Short exercise
Put the lines starting at the one containing "the peacock beak" and ending at the one containing "Target: peacock beak", both included, into a JSON list of strings with one string per line and no blank lines.

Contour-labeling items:
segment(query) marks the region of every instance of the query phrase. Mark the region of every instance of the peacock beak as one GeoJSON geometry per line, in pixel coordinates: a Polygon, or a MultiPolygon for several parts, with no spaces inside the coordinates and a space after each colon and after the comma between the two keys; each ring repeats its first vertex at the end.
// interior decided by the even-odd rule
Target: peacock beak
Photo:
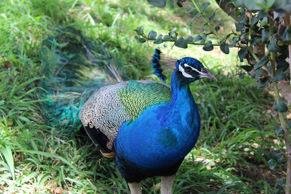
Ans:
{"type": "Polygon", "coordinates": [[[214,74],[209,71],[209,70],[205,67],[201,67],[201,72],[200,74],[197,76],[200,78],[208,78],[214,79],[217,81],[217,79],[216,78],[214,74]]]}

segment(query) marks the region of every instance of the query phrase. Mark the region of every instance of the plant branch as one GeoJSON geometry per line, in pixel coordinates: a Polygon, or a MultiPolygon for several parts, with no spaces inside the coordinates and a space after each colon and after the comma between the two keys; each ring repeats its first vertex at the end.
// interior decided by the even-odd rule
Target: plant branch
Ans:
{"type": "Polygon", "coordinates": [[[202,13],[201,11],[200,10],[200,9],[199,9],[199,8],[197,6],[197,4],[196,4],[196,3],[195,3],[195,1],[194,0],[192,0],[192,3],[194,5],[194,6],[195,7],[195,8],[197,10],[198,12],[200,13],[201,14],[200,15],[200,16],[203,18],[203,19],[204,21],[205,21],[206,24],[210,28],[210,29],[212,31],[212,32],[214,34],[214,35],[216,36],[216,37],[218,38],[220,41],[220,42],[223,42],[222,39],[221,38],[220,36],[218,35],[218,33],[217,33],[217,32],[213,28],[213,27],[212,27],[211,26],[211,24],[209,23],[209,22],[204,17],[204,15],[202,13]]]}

...

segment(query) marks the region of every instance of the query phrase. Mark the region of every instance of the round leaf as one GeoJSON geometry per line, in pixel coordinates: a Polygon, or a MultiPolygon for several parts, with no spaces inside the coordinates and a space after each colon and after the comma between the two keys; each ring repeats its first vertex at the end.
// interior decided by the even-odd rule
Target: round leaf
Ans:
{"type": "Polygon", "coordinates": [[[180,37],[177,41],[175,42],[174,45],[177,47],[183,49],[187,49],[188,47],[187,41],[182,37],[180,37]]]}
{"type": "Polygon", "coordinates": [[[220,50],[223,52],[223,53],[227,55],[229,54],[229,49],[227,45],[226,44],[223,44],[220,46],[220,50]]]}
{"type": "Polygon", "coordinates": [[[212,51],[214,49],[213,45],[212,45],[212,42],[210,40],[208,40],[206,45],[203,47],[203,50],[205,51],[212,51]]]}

==

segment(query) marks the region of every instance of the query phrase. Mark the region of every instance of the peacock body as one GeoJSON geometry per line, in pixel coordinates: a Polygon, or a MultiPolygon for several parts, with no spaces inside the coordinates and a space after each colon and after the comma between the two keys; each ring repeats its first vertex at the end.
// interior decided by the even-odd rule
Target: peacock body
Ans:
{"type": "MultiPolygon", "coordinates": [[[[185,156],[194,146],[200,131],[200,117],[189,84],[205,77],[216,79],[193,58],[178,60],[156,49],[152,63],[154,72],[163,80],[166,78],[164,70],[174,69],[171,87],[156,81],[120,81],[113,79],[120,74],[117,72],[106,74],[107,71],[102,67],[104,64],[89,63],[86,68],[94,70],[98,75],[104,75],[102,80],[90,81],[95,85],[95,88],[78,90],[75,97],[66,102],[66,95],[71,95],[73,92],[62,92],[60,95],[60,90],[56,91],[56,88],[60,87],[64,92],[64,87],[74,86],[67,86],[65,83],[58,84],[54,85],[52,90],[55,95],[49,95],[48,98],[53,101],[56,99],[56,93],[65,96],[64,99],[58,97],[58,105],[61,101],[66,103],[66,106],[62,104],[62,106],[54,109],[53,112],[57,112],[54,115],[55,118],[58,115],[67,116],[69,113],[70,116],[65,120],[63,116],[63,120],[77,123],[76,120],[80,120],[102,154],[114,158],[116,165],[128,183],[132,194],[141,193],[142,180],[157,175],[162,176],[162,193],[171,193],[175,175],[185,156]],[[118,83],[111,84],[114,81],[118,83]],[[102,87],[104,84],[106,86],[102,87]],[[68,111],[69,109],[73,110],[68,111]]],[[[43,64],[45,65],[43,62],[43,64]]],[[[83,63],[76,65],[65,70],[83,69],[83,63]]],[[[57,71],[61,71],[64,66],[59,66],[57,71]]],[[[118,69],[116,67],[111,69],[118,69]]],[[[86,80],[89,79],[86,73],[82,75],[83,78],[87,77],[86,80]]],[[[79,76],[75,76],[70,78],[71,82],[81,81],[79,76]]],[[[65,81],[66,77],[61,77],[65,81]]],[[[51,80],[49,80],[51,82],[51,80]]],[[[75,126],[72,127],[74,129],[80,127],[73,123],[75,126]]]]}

Full output
[
  "segment(query) marks the region of every instance of the query phrase. Mark the region of every instance of the peacock beak as one GeoJSON geometry per line, in pixel coordinates: a Polygon, or a MultiPolygon for several parts, with no spaces inside the coordinates and a space after each colon and after the comma between the two keys; each ring repeats its first vertex at the end.",
  "// interior decided by the even-odd rule",
  "Target: peacock beak"
]